- **Task item**
Reproduce the data word for word, keeping every line complete.

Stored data
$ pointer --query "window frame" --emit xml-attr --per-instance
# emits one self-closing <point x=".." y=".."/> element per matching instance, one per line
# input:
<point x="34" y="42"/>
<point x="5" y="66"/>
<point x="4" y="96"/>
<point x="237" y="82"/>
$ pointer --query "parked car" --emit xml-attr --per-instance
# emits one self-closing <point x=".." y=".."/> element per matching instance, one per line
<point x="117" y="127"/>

- **Solution**
$ pointer --query "window frame" --emit xml-attr --per-instance
# emits one self-closing <point x=".." y=".."/> element per matching instance, one per line
# input:
<point x="34" y="42"/>
<point x="5" y="66"/>
<point x="4" y="96"/>
<point x="237" y="82"/>
$ pointer --query "parked car" --emit xml-attr --per-instance
# emits one self-closing <point x=".." y=".."/> element per matching instance, one per line
<point x="117" y="127"/>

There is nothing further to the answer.